- [TASK MATERIAL]:
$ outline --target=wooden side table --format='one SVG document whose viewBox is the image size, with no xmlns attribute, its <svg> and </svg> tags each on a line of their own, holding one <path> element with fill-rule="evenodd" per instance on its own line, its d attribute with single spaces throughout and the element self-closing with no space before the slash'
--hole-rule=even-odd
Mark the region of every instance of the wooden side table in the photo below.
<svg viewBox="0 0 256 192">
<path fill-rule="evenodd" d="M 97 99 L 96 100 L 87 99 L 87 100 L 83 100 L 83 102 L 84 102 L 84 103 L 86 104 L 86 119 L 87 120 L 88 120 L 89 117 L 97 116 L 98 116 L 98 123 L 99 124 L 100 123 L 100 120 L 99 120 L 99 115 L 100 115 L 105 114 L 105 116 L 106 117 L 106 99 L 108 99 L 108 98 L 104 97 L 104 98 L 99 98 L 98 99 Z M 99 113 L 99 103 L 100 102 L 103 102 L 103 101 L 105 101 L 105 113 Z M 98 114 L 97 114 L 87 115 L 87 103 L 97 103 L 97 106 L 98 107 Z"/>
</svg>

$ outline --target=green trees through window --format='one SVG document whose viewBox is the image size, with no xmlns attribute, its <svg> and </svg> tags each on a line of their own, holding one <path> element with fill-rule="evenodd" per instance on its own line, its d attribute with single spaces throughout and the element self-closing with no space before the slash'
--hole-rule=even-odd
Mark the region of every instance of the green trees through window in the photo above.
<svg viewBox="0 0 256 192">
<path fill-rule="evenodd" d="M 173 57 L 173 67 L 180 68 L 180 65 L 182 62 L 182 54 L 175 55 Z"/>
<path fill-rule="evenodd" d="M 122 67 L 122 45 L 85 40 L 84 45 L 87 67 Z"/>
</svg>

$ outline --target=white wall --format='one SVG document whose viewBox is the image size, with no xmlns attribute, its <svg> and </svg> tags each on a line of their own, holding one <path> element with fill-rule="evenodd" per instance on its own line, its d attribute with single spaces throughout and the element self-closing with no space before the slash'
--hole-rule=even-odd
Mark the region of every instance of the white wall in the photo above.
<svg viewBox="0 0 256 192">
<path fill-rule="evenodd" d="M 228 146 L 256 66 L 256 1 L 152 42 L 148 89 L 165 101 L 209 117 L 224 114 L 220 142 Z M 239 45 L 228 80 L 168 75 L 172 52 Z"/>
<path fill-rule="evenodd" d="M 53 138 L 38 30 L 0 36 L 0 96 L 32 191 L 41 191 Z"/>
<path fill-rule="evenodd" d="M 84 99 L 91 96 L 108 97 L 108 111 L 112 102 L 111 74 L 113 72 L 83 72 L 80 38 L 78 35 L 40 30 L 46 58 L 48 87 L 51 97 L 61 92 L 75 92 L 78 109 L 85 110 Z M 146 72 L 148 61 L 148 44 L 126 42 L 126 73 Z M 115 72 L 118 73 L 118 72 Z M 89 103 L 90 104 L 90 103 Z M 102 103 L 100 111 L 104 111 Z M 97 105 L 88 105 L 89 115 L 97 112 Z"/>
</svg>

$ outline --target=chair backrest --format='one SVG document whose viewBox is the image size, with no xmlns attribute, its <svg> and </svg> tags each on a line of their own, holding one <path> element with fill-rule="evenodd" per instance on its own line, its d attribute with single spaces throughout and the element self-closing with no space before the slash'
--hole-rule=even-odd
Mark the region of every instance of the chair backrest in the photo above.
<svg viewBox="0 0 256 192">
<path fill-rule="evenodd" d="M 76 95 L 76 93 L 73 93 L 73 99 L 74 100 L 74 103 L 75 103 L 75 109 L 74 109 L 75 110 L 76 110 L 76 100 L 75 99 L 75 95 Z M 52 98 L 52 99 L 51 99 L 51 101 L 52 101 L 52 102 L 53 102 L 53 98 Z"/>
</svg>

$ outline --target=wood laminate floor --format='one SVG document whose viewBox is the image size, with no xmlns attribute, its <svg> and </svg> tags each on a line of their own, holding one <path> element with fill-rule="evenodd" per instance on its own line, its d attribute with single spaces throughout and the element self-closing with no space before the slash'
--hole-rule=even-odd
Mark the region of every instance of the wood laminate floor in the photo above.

- [WRITTEN TASK]:
Set down every one of the records above verbatim, line for line.

- [OUTPUT FOR THIS EXERCISE]:
$ outline --target=wooden side table --format='one SVG document whose viewBox is the image size, with no xmlns attribute, its <svg> and </svg> tags each on a line of their own, holding one <path> element with fill-rule="evenodd" per instance on its own line, its d attribute with single spaces throughout and the element self-closing with no space before the slash'
--hole-rule=even-odd
Mark the region of every instance of the wooden side table in the photo below.
<svg viewBox="0 0 256 192">
<path fill-rule="evenodd" d="M 97 99 L 96 100 L 87 99 L 87 100 L 83 100 L 83 102 L 84 102 L 84 103 L 86 104 L 86 119 L 87 120 L 88 120 L 89 117 L 97 116 L 98 116 L 98 123 L 99 124 L 100 123 L 100 120 L 99 120 L 99 115 L 100 115 L 105 114 L 105 116 L 106 117 L 106 99 L 108 99 L 108 98 L 104 97 L 104 98 L 99 98 L 98 99 Z M 99 113 L 99 103 L 100 102 L 103 102 L 103 101 L 105 101 L 105 113 Z M 98 114 L 97 114 L 87 115 L 87 103 L 97 103 L 97 106 L 98 107 Z"/>
</svg>

$ outline --target=green trees through window --format='one SVG document whose viewBox is the image size, with no xmlns attribute, its <svg> and </svg> tags each on a line of their own, holding one <path> element with fill-rule="evenodd" per instance on its own line, its d attribute with single spaces throughout and the element self-closing with no space before the slash'
--hole-rule=even-odd
Mark the region of every instance of the green trees through window in the photo above.
<svg viewBox="0 0 256 192">
<path fill-rule="evenodd" d="M 173 57 L 173 67 L 180 68 L 180 65 L 182 62 L 182 54 L 175 55 Z"/>
<path fill-rule="evenodd" d="M 122 67 L 122 45 L 85 40 L 84 45 L 87 67 Z"/>
</svg>

$ outline --target=white wall --format='one SVG document whose viewBox is the image size, with no xmlns attribute, its <svg> and </svg> tags each on a line of their own, holding one <path> element with fill-rule="evenodd" per instance on its own line, its d attribute with single spaces throughout and the element self-closing with no space before the slash'
--hole-rule=even-odd
Mark the region of every instance of the white wall in the photo above.
<svg viewBox="0 0 256 192">
<path fill-rule="evenodd" d="M 228 146 L 256 66 L 256 1 L 152 42 L 148 89 L 165 101 L 209 117 L 224 114 L 220 142 Z M 239 45 L 228 80 L 168 75 L 172 52 Z"/>
<path fill-rule="evenodd" d="M 53 138 L 38 30 L 0 36 L 0 96 L 32 191 L 41 191 Z"/>
<path fill-rule="evenodd" d="M 84 99 L 91 96 L 108 97 L 108 111 L 112 102 L 111 74 L 113 72 L 83 72 L 80 38 L 78 35 L 40 30 L 46 58 L 48 87 L 51 97 L 61 92 L 75 92 L 78 109 L 85 110 Z M 146 72 L 148 61 L 148 44 L 126 42 L 126 73 Z M 115 72 L 118 73 L 118 72 Z M 89 103 L 90 104 L 90 103 Z M 102 103 L 100 111 L 104 111 Z M 97 105 L 88 105 L 89 115 L 97 112 Z"/>
</svg>

$ outline --target=chair backrest --format='one SVG document whose viewBox is the image size, with no xmlns attribute, its <svg> and </svg> tags each on a line of their own, holding one <path> element with fill-rule="evenodd" per instance on its own line, its d attribute with single spaces throughout and the element self-closing with no space before the slash'
--hole-rule=even-odd
Mark the region of every instance of the chair backrest in the photo above.
<svg viewBox="0 0 256 192">
<path fill-rule="evenodd" d="M 76 95 L 76 93 L 73 93 L 73 99 L 74 100 L 74 103 L 75 103 L 75 109 L 74 109 L 75 110 L 76 110 L 76 100 L 75 99 L 75 95 Z M 52 98 L 52 99 L 51 99 L 51 101 L 52 101 L 52 102 L 53 102 L 53 98 Z"/>
</svg>

$ outline --target=wood laminate floor --format='one SVG document whose viewBox is the image size, with no xmlns attribute, its <svg> and </svg> tags each on a line of their own, holding one <path> element with fill-rule="evenodd" per instance on its own line, its d attribute with single spaces throughout and the element self-closing with no space before the slash'
--hole-rule=even-odd
Mark the region of every instance of the wood laminate floor in the photo above.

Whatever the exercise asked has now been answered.